DOCUMENT SEGMENT START

- Born: October 16, 1955 Marietta, Georgia, U.S.
- Died: July 13, 2026 (aged 70) Upstate New York, U.S.
- Education: Emory University (BA)
- Writing career
- Period: 1990s–2026
- Genres: fiction, literary criticism
- Notable works: Dancing on the Moon, Where the Rainbow Ends, The Wolf at the Door

= Jameson Currier =

American novelist (1955–2026)

Jameson Currier (October 16, 1955 – July 13, 2026) was an American novelist, short story writer, poet, critic, journalist, editor and publisher.

==Early life and education==
Currier was born in Marietta, Georgia, on October 16, 1955. He earned a B.A. in English from Emory University, where he participated in music and theater groups. He began graduate studies in dramatic literature at New York University in 1978, but left before completing a degree.

==Career==
Currier took a position with an entertainment publicity firm that handled theater accounts while pursuing his writing part-time. His first short stories centered on the comic adventures of a group of nomadic performers that he based on his friends. The subject and theme of his short stories changed as many of these friends became early casualties of the AIDS epidemic.

DOCUMENT SEGMENT END
INFORMATION START

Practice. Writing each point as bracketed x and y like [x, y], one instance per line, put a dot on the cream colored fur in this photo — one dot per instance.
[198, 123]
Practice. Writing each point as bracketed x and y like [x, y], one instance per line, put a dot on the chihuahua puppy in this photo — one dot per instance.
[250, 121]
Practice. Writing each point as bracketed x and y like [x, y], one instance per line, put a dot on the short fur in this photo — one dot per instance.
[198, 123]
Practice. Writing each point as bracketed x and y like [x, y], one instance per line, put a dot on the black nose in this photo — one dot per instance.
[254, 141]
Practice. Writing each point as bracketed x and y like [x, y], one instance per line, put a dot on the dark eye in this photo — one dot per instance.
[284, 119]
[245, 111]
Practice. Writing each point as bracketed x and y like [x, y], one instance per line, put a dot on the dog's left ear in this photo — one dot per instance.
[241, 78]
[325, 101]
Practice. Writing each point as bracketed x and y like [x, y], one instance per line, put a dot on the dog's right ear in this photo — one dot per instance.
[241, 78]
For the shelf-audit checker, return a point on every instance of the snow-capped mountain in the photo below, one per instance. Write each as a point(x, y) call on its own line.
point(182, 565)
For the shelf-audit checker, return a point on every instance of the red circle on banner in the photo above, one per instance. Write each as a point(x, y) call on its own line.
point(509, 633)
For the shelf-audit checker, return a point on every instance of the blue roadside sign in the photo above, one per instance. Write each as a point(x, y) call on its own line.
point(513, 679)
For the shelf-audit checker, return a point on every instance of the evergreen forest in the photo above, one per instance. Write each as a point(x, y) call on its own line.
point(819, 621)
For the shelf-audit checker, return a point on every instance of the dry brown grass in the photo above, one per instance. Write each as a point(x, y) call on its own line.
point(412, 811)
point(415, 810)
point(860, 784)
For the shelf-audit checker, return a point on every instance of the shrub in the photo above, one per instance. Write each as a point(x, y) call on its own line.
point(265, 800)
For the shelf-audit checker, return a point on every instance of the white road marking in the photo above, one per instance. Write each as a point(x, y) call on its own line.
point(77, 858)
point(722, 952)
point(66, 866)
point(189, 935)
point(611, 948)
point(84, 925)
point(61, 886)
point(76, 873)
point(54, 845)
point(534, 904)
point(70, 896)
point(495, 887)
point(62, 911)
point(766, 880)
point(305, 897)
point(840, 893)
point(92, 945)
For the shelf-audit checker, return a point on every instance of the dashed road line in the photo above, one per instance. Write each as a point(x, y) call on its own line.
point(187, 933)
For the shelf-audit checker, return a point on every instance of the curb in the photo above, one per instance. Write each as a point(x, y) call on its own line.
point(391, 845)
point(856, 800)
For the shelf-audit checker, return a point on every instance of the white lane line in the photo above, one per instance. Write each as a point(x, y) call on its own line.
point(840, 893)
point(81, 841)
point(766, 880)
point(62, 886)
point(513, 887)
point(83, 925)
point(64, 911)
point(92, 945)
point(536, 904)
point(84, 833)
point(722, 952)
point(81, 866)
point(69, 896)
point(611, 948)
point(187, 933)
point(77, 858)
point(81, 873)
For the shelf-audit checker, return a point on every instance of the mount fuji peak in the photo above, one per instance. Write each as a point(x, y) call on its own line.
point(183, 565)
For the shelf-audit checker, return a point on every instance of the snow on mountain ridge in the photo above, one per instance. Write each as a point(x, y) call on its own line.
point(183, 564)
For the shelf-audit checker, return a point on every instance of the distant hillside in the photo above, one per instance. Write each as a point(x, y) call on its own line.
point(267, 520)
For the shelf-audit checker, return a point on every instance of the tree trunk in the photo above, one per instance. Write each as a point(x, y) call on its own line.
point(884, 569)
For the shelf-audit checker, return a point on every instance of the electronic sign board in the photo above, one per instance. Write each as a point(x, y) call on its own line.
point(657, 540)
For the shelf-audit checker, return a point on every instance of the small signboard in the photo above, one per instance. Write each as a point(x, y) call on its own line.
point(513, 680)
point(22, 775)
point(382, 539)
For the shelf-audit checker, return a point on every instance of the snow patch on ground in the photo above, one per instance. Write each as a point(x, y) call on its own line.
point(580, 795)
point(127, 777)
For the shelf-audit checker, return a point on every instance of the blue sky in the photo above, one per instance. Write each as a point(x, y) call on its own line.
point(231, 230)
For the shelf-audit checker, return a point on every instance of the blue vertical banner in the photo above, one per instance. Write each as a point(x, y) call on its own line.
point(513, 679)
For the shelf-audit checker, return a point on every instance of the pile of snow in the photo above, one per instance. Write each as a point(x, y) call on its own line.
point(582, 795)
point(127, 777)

INFORMATION END

◆ **USING THE INFORMATION**
A. Please output everything in the Jameson Currier article from "Jameson Currier (October" down to "the AIDS epidemic.".
B. According to the Jameson Currier article, at which university did he begin graduate studies in dramatic literature?
C. Resume the Jameson Currier biography from where it stops.
The items have no role in this work.

◆ **ANSWERS BY ITEM**
A.
Jameson Currier (October 16, 1955 – July 13, 2026) was an American novelist, short story writer, poet, critic, journalist, editor and publisher.

==Early life and education==
Currier was born in Marietta, Georgia, on October 16, 1955. He earned a B.A. in English from Emory University, where he participated in music and theater groups. He began graduate studies in dramatic literature at New York University in 1978, but left before completing a degree.

==Career==
Currier took a position with an entertainment publicity firm that handled theater accounts while pursuing his writing part-time. His first short stories centered on the comic adventures of a group of nomadic performers that he based on his friends. The subject and theme of his short stories changed as many of these friends became early casualties of the AIDS epidemic.

B. New York University

C.
Writer David B. Feinberg brought Currier's AIDS stories to the attention of Edward Iwanicki, an editor at Viking Penguin who published the work of many gay male writers. Currier's first published collection of short stories, Dancing on the Moon: Short Stories About AIDS (1993), focused on the impact of AIDS on the families, friends, and partners of gay men who were facing the disease.

In the early 1990s, Currier contributed anonymous book reviews to the trade magazine Publishers Weekly and he then reviewed gay-themed books for local and national gay and mainstream publications. He was a member of the National Book Critics Circle from 1994 to 2000.

From 1993 to 1996, Currier wrote features, articles, and interviews for Body Positive, a monthly magazine for the HIV-positive community. He wrote the screenplay for the documentary film Living Proof: HIV and the Pursuit of Happiness (1994), based on the studio portraits of HIV-positive people by photographer Carolyn Jones.

In 1998, Currier published his debut novel Where the Rainbow Ends, about a young gay man from the South who arrives to Manhattan in the late 1970s and falls in with a group of artistic friends, who are pulled apart and bonded together by the unexpected challenges of the AIDS epidemic. The novel was a shortlisted nominee for the Lambda Literary Award for Gay Fiction at the 11th Lambda Literary Awards in 1999.

He continued to write short stories on AIDS issues and gay male relationships, several of which were first published in new Internet ventures such as Blithe House Quarterly and Velvet Mafia. His second book of short fiction, Desire, Lust, Passion, Sex (2004), collected many of these stories.

Currier continued to work as a literary critic and journalist. He served in the late 1990s as an editor of the gay Manhattan weekly newspaper, The New York Blade, where he reported the behind-the-scenes story of the addition of the Stonewall Inn to the National Register of Historic Places.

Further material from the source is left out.